» **Exercise objective**:
The data below holds the lines to copy: everything from the line containing "Target: slender stalk" to the line containing "point: blurred yellow", both ends included, set down exactly.

» **Material for this task**:
§ §

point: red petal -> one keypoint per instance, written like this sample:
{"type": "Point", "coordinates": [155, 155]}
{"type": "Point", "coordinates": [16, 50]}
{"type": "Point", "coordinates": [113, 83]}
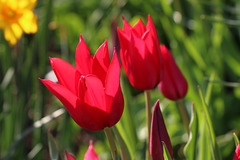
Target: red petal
{"type": "Point", "coordinates": [91, 154]}
{"type": "Point", "coordinates": [173, 86]}
{"type": "Point", "coordinates": [139, 28]}
{"type": "Point", "coordinates": [69, 156]}
{"type": "Point", "coordinates": [126, 26]}
{"type": "Point", "coordinates": [101, 62]}
{"type": "Point", "coordinates": [83, 57]}
{"type": "Point", "coordinates": [138, 64]}
{"type": "Point", "coordinates": [66, 73]}
{"type": "Point", "coordinates": [237, 153]}
{"type": "Point", "coordinates": [68, 99]}
{"type": "Point", "coordinates": [91, 90]}
{"type": "Point", "coordinates": [114, 99]}
{"type": "Point", "coordinates": [158, 134]}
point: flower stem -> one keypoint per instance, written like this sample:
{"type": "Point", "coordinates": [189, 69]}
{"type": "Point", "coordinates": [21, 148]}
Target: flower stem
{"type": "Point", "coordinates": [148, 120]}
{"type": "Point", "coordinates": [111, 142]}
{"type": "Point", "coordinates": [184, 115]}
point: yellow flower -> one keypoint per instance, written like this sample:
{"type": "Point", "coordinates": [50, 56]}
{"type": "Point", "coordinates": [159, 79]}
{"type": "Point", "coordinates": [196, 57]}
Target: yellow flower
{"type": "Point", "coordinates": [16, 17]}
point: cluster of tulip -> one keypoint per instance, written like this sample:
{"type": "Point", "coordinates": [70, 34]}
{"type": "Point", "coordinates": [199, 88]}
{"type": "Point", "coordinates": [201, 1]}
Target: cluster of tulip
{"type": "Point", "coordinates": [91, 90]}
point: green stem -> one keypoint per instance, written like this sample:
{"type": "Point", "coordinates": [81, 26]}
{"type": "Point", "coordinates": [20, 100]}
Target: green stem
{"type": "Point", "coordinates": [184, 115]}
{"type": "Point", "coordinates": [111, 142]}
{"type": "Point", "coordinates": [148, 120]}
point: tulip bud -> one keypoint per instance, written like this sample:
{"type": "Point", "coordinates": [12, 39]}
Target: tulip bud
{"type": "Point", "coordinates": [158, 134]}
{"type": "Point", "coordinates": [91, 90]}
{"type": "Point", "coordinates": [69, 156]}
{"type": "Point", "coordinates": [237, 153]}
{"type": "Point", "coordinates": [91, 154]}
{"type": "Point", "coordinates": [173, 85]}
{"type": "Point", "coordinates": [140, 54]}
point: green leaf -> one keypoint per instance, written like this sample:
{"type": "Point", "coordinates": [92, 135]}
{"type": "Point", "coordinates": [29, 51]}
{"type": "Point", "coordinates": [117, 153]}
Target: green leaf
{"type": "Point", "coordinates": [208, 121]}
{"type": "Point", "coordinates": [52, 147]}
{"type": "Point", "coordinates": [235, 139]}
{"type": "Point", "coordinates": [167, 155]}
{"type": "Point", "coordinates": [205, 151]}
{"type": "Point", "coordinates": [190, 147]}
{"type": "Point", "coordinates": [125, 154]}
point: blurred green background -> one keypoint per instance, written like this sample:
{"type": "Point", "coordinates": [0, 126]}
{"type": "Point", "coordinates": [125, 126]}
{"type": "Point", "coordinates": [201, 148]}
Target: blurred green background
{"type": "Point", "coordinates": [203, 37]}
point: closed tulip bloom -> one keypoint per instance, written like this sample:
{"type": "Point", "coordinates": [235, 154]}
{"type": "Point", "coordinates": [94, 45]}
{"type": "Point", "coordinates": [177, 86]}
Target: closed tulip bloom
{"type": "Point", "coordinates": [173, 85]}
{"type": "Point", "coordinates": [237, 153]}
{"type": "Point", "coordinates": [91, 154]}
{"type": "Point", "coordinates": [140, 54]}
{"type": "Point", "coordinates": [91, 90]}
{"type": "Point", "coordinates": [158, 135]}
{"type": "Point", "coordinates": [69, 156]}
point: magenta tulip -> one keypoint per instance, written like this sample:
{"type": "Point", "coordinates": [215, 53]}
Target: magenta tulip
{"type": "Point", "coordinates": [91, 154]}
{"type": "Point", "coordinates": [91, 90]}
{"type": "Point", "coordinates": [158, 135]}
{"type": "Point", "coordinates": [237, 153]}
{"type": "Point", "coordinates": [140, 54]}
{"type": "Point", "coordinates": [173, 85]}
{"type": "Point", "coordinates": [69, 156]}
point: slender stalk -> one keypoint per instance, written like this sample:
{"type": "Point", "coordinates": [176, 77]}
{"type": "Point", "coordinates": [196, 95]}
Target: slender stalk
{"type": "Point", "coordinates": [184, 115]}
{"type": "Point", "coordinates": [111, 142]}
{"type": "Point", "coordinates": [148, 120]}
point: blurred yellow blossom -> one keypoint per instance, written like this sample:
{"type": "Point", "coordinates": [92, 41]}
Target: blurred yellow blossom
{"type": "Point", "coordinates": [16, 16]}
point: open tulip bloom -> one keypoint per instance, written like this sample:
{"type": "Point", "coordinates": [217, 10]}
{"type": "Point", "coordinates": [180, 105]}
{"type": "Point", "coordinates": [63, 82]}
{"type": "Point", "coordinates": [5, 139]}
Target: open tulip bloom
{"type": "Point", "coordinates": [91, 90]}
{"type": "Point", "coordinates": [140, 54]}
{"type": "Point", "coordinates": [173, 85]}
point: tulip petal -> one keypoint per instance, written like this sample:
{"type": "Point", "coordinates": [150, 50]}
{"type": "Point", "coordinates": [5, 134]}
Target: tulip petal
{"type": "Point", "coordinates": [83, 57]}
{"type": "Point", "coordinates": [101, 62]}
{"type": "Point", "coordinates": [114, 97]}
{"type": "Point", "coordinates": [92, 92]}
{"type": "Point", "coordinates": [69, 156]}
{"type": "Point", "coordinates": [126, 26]}
{"type": "Point", "coordinates": [91, 154]}
{"type": "Point", "coordinates": [66, 73]}
{"type": "Point", "coordinates": [140, 28]}
{"type": "Point", "coordinates": [237, 153]}
{"type": "Point", "coordinates": [158, 134]}
{"type": "Point", "coordinates": [86, 116]}
{"type": "Point", "coordinates": [173, 86]}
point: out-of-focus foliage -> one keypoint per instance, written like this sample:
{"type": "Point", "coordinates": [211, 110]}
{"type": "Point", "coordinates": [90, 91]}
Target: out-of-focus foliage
{"type": "Point", "coordinates": [203, 37]}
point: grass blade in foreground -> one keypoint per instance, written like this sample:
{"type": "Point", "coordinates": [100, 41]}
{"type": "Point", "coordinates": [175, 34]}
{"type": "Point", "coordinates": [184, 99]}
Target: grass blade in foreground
{"type": "Point", "coordinates": [190, 147]}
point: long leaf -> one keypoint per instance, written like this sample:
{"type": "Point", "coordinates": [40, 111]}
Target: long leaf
{"type": "Point", "coordinates": [190, 147]}
{"type": "Point", "coordinates": [52, 147]}
{"type": "Point", "coordinates": [216, 152]}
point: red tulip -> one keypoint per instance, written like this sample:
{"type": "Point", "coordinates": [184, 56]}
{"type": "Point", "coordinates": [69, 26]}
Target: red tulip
{"type": "Point", "coordinates": [69, 156]}
{"type": "Point", "coordinates": [140, 54]}
{"type": "Point", "coordinates": [173, 86]}
{"type": "Point", "coordinates": [158, 134]}
{"type": "Point", "coordinates": [90, 91]}
{"type": "Point", "coordinates": [91, 154]}
{"type": "Point", "coordinates": [237, 153]}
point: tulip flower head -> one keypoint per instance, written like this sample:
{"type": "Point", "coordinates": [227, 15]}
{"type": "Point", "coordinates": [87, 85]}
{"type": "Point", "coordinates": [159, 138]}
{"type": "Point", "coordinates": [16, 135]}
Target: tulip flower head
{"type": "Point", "coordinates": [16, 16]}
{"type": "Point", "coordinates": [158, 135]}
{"type": "Point", "coordinates": [91, 90]}
{"type": "Point", "coordinates": [237, 153]}
{"type": "Point", "coordinates": [140, 54]}
{"type": "Point", "coordinates": [89, 155]}
{"type": "Point", "coordinates": [173, 85]}
{"type": "Point", "coordinates": [69, 156]}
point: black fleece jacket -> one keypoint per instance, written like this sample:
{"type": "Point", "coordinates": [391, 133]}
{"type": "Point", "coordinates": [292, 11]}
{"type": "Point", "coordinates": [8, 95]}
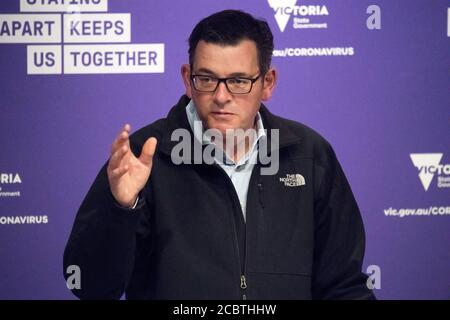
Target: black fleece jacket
{"type": "Point", "coordinates": [187, 239]}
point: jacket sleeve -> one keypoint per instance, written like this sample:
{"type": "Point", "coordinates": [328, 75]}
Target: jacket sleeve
{"type": "Point", "coordinates": [102, 242]}
{"type": "Point", "coordinates": [339, 236]}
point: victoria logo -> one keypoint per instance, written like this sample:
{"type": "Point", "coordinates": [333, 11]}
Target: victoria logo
{"type": "Point", "coordinates": [428, 165]}
{"type": "Point", "coordinates": [284, 9]}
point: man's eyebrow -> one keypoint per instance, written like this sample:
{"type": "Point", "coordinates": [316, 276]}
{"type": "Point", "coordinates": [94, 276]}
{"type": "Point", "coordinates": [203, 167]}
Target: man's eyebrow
{"type": "Point", "coordinates": [235, 74]}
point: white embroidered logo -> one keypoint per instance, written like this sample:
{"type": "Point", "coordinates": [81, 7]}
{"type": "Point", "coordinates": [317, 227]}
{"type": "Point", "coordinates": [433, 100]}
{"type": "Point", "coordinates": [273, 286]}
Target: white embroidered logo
{"type": "Point", "coordinates": [293, 180]}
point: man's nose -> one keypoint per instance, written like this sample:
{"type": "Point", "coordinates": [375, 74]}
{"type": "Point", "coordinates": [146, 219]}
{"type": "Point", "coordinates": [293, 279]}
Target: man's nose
{"type": "Point", "coordinates": [222, 95]}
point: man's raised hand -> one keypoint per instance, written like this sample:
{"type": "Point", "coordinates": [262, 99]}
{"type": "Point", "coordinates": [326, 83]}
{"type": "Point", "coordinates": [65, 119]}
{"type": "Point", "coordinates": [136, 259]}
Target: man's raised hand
{"type": "Point", "coordinates": [128, 174]}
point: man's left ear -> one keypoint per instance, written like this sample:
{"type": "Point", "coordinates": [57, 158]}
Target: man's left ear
{"type": "Point", "coordinates": [269, 81]}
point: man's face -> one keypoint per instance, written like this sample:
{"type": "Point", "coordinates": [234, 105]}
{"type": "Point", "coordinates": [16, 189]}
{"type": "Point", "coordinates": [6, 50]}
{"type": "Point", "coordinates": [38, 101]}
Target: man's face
{"type": "Point", "coordinates": [221, 109]}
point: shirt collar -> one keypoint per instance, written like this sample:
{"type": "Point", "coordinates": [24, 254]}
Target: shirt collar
{"type": "Point", "coordinates": [193, 116]}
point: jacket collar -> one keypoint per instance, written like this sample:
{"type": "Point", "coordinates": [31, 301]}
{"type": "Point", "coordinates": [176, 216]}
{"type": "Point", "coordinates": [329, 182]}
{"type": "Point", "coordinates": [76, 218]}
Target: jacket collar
{"type": "Point", "coordinates": [176, 119]}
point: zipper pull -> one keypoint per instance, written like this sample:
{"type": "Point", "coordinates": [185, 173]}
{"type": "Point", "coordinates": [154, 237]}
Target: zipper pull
{"type": "Point", "coordinates": [261, 195]}
{"type": "Point", "coordinates": [243, 282]}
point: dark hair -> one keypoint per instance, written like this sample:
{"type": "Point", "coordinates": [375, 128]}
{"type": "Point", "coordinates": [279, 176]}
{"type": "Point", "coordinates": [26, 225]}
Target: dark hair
{"type": "Point", "coordinates": [230, 27]}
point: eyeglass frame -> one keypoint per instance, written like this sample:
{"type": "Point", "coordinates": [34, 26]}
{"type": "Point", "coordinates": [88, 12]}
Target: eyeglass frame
{"type": "Point", "coordinates": [224, 80]}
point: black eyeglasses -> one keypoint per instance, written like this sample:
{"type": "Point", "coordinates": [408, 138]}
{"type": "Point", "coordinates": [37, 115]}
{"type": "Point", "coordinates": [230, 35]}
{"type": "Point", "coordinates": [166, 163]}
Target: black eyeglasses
{"type": "Point", "coordinates": [236, 85]}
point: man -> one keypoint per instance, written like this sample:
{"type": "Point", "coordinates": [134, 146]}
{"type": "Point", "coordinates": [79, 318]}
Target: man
{"type": "Point", "coordinates": [156, 227]}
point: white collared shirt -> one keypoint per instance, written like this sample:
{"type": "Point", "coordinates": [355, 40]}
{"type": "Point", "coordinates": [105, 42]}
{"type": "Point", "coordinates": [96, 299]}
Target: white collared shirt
{"type": "Point", "coordinates": [241, 171]}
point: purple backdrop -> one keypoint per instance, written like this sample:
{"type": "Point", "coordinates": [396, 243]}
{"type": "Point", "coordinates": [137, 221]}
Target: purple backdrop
{"type": "Point", "coordinates": [374, 83]}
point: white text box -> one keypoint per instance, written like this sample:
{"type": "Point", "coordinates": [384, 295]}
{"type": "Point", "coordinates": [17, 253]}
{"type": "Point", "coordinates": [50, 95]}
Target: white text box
{"type": "Point", "coordinates": [30, 28]}
{"type": "Point", "coordinates": [86, 28]}
{"type": "Point", "coordinates": [44, 59]}
{"type": "Point", "coordinates": [63, 6]}
{"type": "Point", "coordinates": [115, 58]}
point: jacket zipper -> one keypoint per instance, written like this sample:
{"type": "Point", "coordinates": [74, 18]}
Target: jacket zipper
{"type": "Point", "coordinates": [242, 271]}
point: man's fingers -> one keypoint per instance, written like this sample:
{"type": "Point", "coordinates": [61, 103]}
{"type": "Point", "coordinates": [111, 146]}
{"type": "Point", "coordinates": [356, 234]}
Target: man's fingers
{"type": "Point", "coordinates": [122, 139]}
{"type": "Point", "coordinates": [117, 157]}
{"type": "Point", "coordinates": [148, 150]}
{"type": "Point", "coordinates": [118, 172]}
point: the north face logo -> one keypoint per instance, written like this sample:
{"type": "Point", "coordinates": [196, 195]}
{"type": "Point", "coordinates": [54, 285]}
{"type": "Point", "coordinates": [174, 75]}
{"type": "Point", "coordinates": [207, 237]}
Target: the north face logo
{"type": "Point", "coordinates": [293, 180]}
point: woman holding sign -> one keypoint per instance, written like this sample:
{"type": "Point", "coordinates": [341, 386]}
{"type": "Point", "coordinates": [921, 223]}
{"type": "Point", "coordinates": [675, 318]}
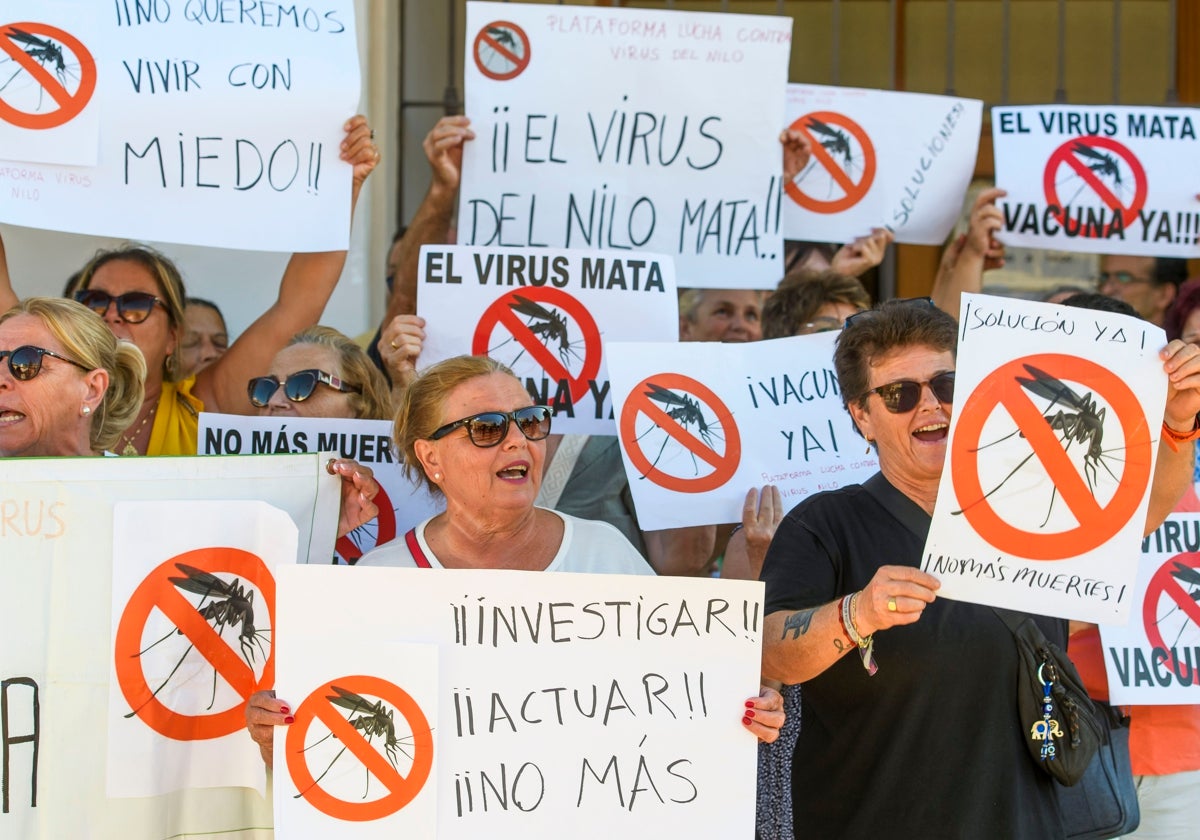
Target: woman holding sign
{"type": "Point", "coordinates": [468, 429]}
{"type": "Point", "coordinates": [141, 295]}
{"type": "Point", "coordinates": [67, 385]}
{"type": "Point", "coordinates": [929, 745]}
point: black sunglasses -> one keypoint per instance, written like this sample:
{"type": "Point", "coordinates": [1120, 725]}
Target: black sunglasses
{"type": "Point", "coordinates": [921, 303]}
{"type": "Point", "coordinates": [901, 396]}
{"type": "Point", "coordinates": [297, 388]}
{"type": "Point", "coordinates": [132, 306]}
{"type": "Point", "coordinates": [25, 363]}
{"type": "Point", "coordinates": [491, 427]}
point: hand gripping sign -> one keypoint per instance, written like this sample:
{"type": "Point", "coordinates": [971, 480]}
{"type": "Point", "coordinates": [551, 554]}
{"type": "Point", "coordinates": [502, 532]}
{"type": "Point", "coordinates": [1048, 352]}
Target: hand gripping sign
{"type": "Point", "coordinates": [676, 412]}
{"type": "Point", "coordinates": [364, 714]}
{"type": "Point", "coordinates": [47, 77]}
{"type": "Point", "coordinates": [1059, 420]}
{"type": "Point", "coordinates": [221, 583]}
{"type": "Point", "coordinates": [843, 162]}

§ §

» **Response to the task**:
Target: slender stalk
{"type": "Point", "coordinates": [184, 115]}
{"type": "Point", "coordinates": [111, 142]}
{"type": "Point", "coordinates": [148, 120]}
point: blurred yellow blossom -> one keypoint per instance, written like this sample:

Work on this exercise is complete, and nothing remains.